--- Data for the task ---
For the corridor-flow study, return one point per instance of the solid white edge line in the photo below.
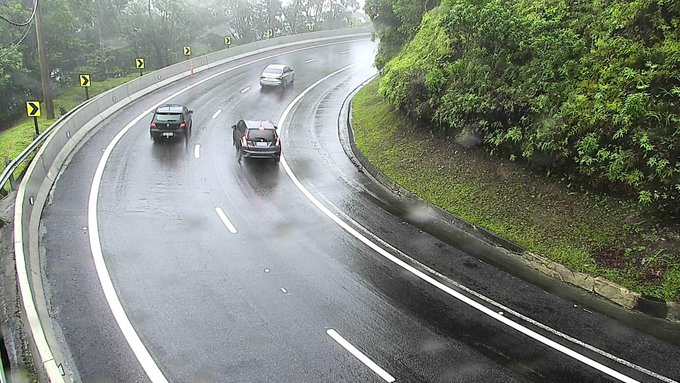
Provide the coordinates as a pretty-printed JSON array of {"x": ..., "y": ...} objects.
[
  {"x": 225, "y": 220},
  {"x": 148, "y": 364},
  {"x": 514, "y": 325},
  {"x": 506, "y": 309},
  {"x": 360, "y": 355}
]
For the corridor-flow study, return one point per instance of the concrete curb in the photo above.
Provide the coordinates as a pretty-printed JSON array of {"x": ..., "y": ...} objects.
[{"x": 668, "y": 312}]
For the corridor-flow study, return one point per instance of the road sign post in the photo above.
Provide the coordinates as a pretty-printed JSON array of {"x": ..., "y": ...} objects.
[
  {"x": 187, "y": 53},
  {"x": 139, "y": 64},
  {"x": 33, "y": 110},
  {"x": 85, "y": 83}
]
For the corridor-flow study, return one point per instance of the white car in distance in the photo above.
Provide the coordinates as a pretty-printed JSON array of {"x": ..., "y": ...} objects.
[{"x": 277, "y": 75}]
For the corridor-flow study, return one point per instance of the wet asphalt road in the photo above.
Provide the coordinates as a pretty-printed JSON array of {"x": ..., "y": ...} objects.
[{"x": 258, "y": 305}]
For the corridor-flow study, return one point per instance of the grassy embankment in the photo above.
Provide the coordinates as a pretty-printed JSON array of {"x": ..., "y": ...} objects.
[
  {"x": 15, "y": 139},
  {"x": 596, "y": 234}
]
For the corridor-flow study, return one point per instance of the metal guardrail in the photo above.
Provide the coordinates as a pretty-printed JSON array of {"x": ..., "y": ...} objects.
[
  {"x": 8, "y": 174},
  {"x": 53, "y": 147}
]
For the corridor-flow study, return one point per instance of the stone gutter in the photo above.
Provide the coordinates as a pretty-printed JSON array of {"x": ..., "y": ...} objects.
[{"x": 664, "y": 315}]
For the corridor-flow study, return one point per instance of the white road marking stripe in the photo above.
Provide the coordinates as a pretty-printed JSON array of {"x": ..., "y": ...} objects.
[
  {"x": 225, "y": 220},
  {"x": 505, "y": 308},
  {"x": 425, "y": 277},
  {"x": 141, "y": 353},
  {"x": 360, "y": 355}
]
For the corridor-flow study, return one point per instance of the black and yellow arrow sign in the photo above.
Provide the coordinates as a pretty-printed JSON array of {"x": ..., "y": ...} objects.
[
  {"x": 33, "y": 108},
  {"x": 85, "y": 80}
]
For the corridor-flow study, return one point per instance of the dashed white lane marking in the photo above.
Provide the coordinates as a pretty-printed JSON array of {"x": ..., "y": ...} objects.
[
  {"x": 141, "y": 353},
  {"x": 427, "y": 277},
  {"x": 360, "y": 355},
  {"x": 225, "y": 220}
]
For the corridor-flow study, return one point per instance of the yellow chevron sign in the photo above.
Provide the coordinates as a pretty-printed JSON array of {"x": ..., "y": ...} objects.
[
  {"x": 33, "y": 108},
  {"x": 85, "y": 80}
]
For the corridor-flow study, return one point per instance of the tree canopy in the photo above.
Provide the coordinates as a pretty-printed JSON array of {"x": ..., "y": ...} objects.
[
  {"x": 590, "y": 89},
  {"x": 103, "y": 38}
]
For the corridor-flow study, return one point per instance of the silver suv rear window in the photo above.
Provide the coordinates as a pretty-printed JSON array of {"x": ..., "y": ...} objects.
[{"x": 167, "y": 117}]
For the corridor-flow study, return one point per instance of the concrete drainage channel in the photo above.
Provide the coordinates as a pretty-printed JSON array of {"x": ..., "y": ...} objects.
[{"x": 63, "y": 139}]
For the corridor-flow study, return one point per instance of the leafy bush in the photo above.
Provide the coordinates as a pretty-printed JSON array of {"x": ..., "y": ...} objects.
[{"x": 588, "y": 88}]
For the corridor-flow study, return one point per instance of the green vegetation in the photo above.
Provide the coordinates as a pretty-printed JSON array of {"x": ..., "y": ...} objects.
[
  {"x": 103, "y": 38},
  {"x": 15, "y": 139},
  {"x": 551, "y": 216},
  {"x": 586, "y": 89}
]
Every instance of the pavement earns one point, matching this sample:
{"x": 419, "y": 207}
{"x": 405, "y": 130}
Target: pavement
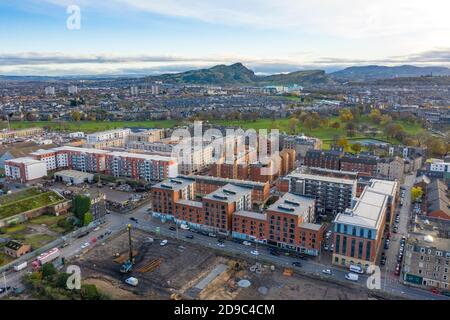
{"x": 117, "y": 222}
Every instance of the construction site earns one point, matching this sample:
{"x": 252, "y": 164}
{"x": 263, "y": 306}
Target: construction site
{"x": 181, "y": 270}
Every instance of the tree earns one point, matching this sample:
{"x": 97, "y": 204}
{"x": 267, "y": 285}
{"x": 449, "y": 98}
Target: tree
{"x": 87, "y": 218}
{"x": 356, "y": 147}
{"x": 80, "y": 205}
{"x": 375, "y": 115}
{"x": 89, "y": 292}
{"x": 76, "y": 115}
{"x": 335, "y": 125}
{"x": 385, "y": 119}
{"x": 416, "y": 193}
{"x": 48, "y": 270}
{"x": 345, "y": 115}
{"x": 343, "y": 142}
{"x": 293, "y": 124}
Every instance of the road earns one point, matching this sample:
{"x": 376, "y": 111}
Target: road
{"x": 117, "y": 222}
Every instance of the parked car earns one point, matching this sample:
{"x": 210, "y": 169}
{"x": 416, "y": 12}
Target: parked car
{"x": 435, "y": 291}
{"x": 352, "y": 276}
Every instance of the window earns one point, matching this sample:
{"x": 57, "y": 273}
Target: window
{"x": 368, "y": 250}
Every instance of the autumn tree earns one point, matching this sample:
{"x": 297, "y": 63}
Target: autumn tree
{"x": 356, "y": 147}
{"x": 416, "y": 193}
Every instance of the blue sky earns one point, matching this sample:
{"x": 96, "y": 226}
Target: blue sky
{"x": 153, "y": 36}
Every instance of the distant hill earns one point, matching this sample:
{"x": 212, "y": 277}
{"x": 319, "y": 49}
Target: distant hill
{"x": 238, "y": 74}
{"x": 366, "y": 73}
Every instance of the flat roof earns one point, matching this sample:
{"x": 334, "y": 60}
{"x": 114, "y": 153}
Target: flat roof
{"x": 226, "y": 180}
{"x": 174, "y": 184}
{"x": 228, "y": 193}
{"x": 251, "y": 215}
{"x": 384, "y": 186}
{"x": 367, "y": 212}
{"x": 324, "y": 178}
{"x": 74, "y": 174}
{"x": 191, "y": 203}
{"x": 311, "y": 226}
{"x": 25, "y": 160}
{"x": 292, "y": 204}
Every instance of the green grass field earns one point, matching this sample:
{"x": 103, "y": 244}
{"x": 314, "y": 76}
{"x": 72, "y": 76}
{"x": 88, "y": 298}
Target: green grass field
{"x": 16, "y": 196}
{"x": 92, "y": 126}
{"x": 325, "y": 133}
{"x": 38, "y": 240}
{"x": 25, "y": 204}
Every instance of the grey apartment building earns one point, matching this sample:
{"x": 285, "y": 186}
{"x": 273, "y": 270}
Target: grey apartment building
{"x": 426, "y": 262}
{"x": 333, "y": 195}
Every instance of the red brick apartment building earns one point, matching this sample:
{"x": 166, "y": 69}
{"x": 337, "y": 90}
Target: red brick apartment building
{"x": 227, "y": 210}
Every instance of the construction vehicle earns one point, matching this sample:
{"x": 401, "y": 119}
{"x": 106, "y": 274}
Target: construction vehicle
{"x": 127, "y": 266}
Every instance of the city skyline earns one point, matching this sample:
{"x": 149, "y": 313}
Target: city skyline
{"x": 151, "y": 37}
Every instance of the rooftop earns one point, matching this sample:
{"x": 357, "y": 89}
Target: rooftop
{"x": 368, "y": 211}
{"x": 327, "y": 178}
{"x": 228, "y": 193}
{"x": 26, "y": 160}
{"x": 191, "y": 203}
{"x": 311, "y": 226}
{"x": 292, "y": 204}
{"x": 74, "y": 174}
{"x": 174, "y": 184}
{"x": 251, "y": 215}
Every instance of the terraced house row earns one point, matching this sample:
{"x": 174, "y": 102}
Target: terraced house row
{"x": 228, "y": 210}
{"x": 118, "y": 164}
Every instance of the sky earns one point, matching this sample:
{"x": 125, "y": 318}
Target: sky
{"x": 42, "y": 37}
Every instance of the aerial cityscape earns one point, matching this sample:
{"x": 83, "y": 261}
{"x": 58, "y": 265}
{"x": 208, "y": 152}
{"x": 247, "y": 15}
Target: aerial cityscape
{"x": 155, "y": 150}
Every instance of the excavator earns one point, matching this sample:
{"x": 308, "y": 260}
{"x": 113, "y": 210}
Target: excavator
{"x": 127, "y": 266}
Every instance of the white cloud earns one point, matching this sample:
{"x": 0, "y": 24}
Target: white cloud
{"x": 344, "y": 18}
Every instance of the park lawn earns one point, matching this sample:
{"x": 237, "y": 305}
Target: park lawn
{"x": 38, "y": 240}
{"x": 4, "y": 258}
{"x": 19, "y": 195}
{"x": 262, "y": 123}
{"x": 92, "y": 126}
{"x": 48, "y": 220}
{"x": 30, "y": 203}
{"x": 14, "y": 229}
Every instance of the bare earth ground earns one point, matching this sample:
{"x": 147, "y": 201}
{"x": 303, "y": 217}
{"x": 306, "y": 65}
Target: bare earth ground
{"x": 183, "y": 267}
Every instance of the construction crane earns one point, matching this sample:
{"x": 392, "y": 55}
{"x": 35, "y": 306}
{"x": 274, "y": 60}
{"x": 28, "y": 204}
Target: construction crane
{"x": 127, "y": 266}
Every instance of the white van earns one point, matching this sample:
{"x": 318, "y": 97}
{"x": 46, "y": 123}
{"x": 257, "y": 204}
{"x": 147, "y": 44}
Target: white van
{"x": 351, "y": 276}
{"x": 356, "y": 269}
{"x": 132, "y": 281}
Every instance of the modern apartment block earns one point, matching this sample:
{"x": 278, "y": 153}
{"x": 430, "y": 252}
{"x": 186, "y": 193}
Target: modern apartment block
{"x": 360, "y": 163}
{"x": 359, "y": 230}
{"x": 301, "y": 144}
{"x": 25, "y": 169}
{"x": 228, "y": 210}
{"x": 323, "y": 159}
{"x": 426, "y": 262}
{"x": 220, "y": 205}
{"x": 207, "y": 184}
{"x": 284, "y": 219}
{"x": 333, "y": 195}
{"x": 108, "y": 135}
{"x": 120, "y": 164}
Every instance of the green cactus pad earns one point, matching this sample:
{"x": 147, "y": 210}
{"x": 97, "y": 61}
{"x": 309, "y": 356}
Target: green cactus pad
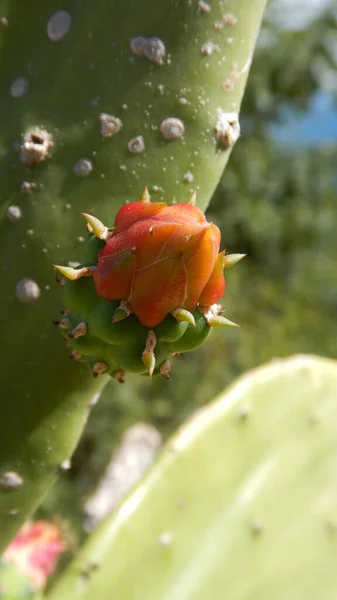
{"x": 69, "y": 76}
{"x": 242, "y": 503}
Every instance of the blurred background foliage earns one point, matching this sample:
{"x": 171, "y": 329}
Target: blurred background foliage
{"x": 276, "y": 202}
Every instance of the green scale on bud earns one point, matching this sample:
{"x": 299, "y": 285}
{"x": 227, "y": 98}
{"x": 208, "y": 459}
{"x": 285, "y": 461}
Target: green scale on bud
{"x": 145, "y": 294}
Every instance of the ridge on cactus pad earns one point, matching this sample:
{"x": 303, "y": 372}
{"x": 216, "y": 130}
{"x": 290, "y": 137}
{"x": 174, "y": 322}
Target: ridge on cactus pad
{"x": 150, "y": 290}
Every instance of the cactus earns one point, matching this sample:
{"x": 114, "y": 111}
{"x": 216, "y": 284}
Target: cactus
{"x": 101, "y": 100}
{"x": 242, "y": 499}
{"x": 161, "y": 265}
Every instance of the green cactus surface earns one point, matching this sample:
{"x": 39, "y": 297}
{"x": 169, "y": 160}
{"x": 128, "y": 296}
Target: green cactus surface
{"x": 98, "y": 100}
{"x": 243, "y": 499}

--- Stated task ---
Format the lines as a numbered list, from the line with "Every instance of the cactus" up to and including the last line of the items, leaving out any blank lines.

--- Task result ---
1. Every instance of the cactus earns one point, matching this sample:
2. {"x": 114, "y": 111}
3. {"x": 216, "y": 284}
4. Target: cactus
5. {"x": 101, "y": 100}
6. {"x": 242, "y": 499}
7. {"x": 161, "y": 265}
8. Every instance of the green cactus surface earns one point, matching this sample:
9. {"x": 39, "y": 297}
10. {"x": 169, "y": 160}
11. {"x": 128, "y": 296}
12. Target: green cactus surface
13. {"x": 98, "y": 100}
14. {"x": 243, "y": 499}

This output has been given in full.